-- START PROVIDED ENTRIES --

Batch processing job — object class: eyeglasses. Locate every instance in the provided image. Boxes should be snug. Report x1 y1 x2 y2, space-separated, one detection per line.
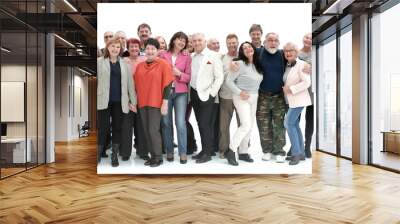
283 49 296 53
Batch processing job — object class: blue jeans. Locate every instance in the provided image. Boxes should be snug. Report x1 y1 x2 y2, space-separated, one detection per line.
284 107 304 156
162 89 188 155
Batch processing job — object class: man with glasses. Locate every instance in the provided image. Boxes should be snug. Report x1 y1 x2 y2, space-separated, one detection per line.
97 31 114 57
115 31 129 57
256 33 287 163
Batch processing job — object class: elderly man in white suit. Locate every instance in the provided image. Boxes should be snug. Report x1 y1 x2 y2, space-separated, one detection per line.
190 33 224 163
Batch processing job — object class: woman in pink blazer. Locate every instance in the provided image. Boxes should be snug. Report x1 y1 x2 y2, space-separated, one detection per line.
160 32 192 164
283 43 311 165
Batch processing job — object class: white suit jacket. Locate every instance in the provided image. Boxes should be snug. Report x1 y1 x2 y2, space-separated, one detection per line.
192 48 224 101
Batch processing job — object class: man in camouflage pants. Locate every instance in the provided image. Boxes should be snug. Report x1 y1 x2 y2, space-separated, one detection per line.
256 33 287 162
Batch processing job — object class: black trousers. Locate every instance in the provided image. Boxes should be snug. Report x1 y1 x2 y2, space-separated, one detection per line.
304 105 314 149
212 103 219 152
186 102 197 155
134 111 149 157
119 111 135 157
190 89 215 156
139 107 162 159
97 102 123 146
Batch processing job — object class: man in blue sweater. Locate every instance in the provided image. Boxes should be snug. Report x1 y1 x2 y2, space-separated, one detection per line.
256 33 287 162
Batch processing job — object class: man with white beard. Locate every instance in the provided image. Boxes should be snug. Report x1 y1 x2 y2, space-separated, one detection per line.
256 33 287 163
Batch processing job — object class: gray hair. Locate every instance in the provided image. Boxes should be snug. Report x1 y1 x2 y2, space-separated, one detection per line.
265 32 279 40
192 33 206 40
283 42 299 52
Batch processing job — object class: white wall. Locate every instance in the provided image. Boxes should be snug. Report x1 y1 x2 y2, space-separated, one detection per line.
55 67 88 141
97 3 312 53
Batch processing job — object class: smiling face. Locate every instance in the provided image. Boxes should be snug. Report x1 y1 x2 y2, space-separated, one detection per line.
138 27 151 42
303 33 312 47
192 34 206 53
144 44 158 61
226 38 239 53
250 30 262 45
115 32 126 49
208 39 220 52
264 33 279 54
283 44 298 62
242 43 254 61
107 43 121 58
174 38 186 51
128 43 140 56
157 37 167 50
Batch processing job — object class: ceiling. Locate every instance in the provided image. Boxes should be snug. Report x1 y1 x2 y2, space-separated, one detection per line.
0 0 394 73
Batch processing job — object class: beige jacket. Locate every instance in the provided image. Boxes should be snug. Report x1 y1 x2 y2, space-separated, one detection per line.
97 57 137 114
285 60 311 108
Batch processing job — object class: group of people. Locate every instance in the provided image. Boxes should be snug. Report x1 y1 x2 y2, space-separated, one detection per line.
97 23 314 167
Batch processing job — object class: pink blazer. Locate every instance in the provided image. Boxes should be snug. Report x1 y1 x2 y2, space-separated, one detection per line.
285 60 311 108
160 51 192 93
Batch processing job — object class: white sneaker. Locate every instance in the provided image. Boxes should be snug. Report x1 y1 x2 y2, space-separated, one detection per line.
276 155 285 163
262 152 272 161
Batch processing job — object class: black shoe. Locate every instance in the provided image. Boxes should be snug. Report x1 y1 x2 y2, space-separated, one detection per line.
101 150 108 158
144 159 153 166
167 156 174 162
192 151 204 159
304 147 311 159
97 145 104 163
111 144 119 167
289 155 301 166
139 155 150 161
196 154 211 163
186 150 194 156
150 159 163 167
239 153 254 163
225 149 239 166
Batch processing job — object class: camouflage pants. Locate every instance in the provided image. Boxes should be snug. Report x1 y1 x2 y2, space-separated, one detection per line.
256 91 287 156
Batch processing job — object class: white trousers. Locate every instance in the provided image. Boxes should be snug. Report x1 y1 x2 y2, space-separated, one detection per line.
229 94 258 154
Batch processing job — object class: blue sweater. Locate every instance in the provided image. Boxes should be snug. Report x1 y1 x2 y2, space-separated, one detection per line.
110 61 121 102
257 48 285 93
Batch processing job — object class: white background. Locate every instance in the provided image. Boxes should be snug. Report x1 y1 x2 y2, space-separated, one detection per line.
97 3 311 53
97 3 312 174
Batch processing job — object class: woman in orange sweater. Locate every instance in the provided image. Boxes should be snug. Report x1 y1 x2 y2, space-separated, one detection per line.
134 38 174 167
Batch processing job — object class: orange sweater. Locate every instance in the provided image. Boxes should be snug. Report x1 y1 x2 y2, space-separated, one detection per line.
134 58 174 108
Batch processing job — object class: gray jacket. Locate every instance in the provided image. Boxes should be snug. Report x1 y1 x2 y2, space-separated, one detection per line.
97 57 137 114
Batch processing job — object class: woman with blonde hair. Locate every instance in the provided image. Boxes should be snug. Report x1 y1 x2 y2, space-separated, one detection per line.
282 42 311 165
97 38 137 167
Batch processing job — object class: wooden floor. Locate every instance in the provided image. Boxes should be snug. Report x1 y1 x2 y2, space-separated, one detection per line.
0 134 400 224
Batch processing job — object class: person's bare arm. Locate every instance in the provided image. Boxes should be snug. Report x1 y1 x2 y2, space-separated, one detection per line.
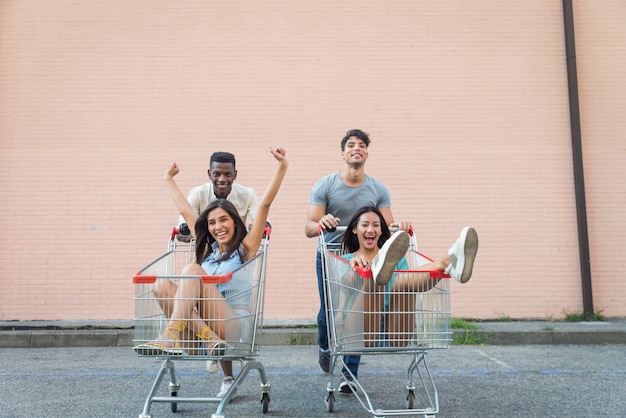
243 148 289 260
164 163 198 238
304 205 341 238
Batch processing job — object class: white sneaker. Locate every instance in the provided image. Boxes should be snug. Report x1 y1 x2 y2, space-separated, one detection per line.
371 231 409 286
445 226 478 283
206 360 217 373
215 376 235 399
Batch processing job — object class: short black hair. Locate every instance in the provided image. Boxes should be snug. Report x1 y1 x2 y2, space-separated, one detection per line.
209 151 237 169
341 129 370 151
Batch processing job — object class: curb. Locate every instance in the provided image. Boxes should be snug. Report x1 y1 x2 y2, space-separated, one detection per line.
0 322 626 348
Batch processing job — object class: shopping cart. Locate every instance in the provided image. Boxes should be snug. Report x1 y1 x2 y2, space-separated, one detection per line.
320 227 452 417
133 228 270 418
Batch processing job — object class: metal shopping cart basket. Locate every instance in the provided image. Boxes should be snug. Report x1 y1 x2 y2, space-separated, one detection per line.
320 227 452 417
133 228 270 418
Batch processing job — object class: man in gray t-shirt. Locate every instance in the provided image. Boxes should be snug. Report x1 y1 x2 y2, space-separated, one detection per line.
304 129 409 393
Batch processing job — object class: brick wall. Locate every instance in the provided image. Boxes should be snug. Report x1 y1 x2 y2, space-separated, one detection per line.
0 0 626 320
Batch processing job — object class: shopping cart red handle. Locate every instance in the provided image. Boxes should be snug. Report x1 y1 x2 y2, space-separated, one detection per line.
133 273 156 284
200 271 233 284
133 272 233 284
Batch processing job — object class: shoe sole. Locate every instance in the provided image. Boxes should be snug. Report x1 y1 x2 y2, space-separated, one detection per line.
374 231 409 286
461 228 478 283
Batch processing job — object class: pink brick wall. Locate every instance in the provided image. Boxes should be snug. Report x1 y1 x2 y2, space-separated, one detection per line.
0 0 626 320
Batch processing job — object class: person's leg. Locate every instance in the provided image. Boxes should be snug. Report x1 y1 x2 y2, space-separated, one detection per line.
135 264 203 355
152 279 178 318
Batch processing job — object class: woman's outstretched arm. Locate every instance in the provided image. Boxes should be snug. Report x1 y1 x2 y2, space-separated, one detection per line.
243 148 289 260
164 163 198 238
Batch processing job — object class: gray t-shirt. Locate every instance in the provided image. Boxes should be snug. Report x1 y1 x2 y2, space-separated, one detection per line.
311 173 391 243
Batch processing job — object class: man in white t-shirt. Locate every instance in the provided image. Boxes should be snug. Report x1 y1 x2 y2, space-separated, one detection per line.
177 152 266 242
176 152 270 398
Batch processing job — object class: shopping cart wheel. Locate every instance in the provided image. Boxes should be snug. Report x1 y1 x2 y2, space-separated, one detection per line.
324 392 335 413
261 393 270 414
406 389 415 409
171 392 178 412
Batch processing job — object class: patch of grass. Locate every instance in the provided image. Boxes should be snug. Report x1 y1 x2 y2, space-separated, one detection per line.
564 311 606 322
450 318 479 330
565 312 585 322
450 318 487 345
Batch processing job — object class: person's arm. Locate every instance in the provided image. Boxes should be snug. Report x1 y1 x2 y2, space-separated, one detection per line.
165 163 198 242
304 205 341 238
247 189 272 228
243 148 289 260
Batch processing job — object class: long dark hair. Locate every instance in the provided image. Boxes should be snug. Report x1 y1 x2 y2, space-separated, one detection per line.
196 199 248 264
341 206 391 253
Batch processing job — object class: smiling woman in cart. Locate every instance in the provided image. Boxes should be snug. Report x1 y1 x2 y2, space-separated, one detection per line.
135 148 289 386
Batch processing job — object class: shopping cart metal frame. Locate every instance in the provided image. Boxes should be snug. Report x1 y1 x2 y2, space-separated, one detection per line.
320 227 452 417
133 228 271 418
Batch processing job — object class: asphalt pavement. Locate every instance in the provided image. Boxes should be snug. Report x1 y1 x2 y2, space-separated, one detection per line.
0 318 626 418
0 344 626 418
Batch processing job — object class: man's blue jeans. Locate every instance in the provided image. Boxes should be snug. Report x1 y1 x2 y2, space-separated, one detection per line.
315 251 361 377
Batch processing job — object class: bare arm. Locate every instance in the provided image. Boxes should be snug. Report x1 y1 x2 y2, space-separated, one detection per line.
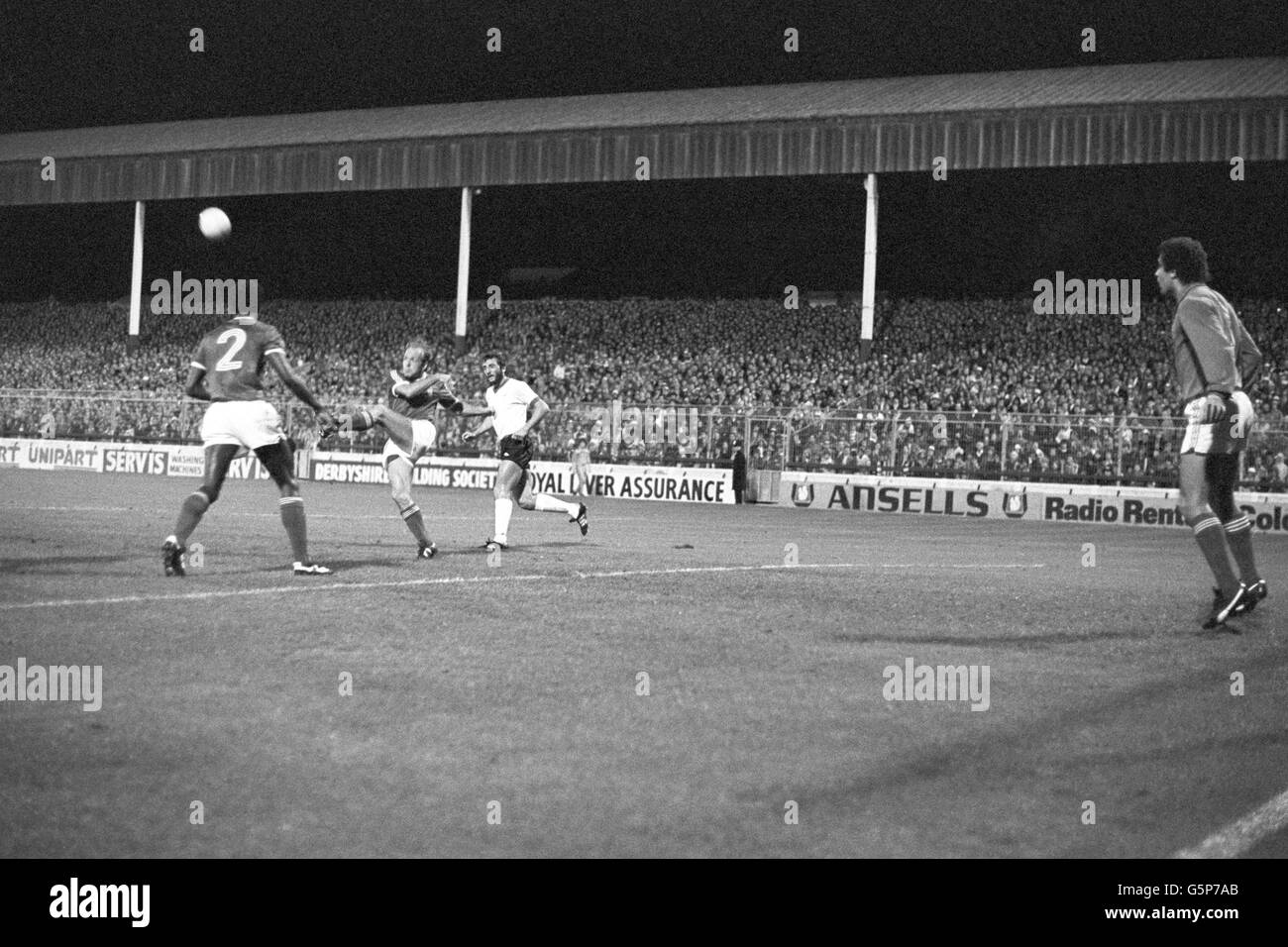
183 365 210 401
390 372 452 401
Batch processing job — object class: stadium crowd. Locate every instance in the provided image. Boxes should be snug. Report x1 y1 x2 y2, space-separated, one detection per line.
0 299 1288 489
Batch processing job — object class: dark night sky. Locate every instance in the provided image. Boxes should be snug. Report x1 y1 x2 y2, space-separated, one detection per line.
0 0 1288 299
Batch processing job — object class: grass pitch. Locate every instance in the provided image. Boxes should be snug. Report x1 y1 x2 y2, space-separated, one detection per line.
0 471 1288 857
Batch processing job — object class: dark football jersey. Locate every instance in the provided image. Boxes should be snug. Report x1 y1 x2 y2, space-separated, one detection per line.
389 376 438 421
192 318 286 401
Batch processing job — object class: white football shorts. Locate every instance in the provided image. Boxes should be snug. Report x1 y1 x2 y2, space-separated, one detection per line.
201 401 286 451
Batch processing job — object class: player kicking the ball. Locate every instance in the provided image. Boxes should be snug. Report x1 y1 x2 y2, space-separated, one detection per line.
463 356 590 552
1154 237 1266 629
323 339 492 559
161 316 334 576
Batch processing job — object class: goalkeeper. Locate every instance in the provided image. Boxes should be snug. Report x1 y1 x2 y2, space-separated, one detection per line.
321 339 492 559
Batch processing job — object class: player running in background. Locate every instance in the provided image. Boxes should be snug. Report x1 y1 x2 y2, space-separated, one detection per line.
568 437 590 496
329 339 492 559
463 356 590 550
1154 237 1266 629
161 316 334 576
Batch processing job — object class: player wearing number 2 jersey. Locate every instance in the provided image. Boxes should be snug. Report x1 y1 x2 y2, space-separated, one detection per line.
161 316 335 576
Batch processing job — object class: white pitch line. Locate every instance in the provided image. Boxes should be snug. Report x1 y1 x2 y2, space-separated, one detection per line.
0 562 1044 612
1173 789 1288 858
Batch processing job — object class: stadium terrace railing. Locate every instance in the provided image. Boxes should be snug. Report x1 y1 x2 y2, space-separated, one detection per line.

-- END PROVIDED ENTRIES --

§ EXERCISE BRIEF
Copy the items from the very beginning through the line containing "283 43 311 165", both ends included, and change every "snug" to "tight" while keeping everything else as it is. Leave the pictures out of the answer.

§ REPLY
Batch processing job — object class: eyeglasses. Locate every instance in the provided image. Boxes should be tight. Report x1 y1 x2 y2, space-separated, one detection per line.
283 49 296 53
Batch processing job — object class: blue jeans. Locate every instance in the provided image. Boxes should be tight. Report x1 y1 x2 y2, space-separated, one detection per line.
284 107 304 156
162 89 188 155
Batch processing job — object class: man with glasses. Locate every instance in the provided image. Boxes should be tight. Report x1 y1 x2 y2, space-separated, one detection per line.
97 31 114 57
115 31 129 57
256 33 287 163
Batch processing job — object class: elderly man in white suit. Locate every instance in the provided image. Boxes should be tight. Report x1 y1 x2 y2, space-separated, one detection per line.
190 33 224 163
Batch processing job — object class: woman in pink blazer. Locate every instance in the provided image. Boxes should be tight. Report x1 y1 x2 y2, space-separated, one detection per line.
160 32 192 164
283 43 311 165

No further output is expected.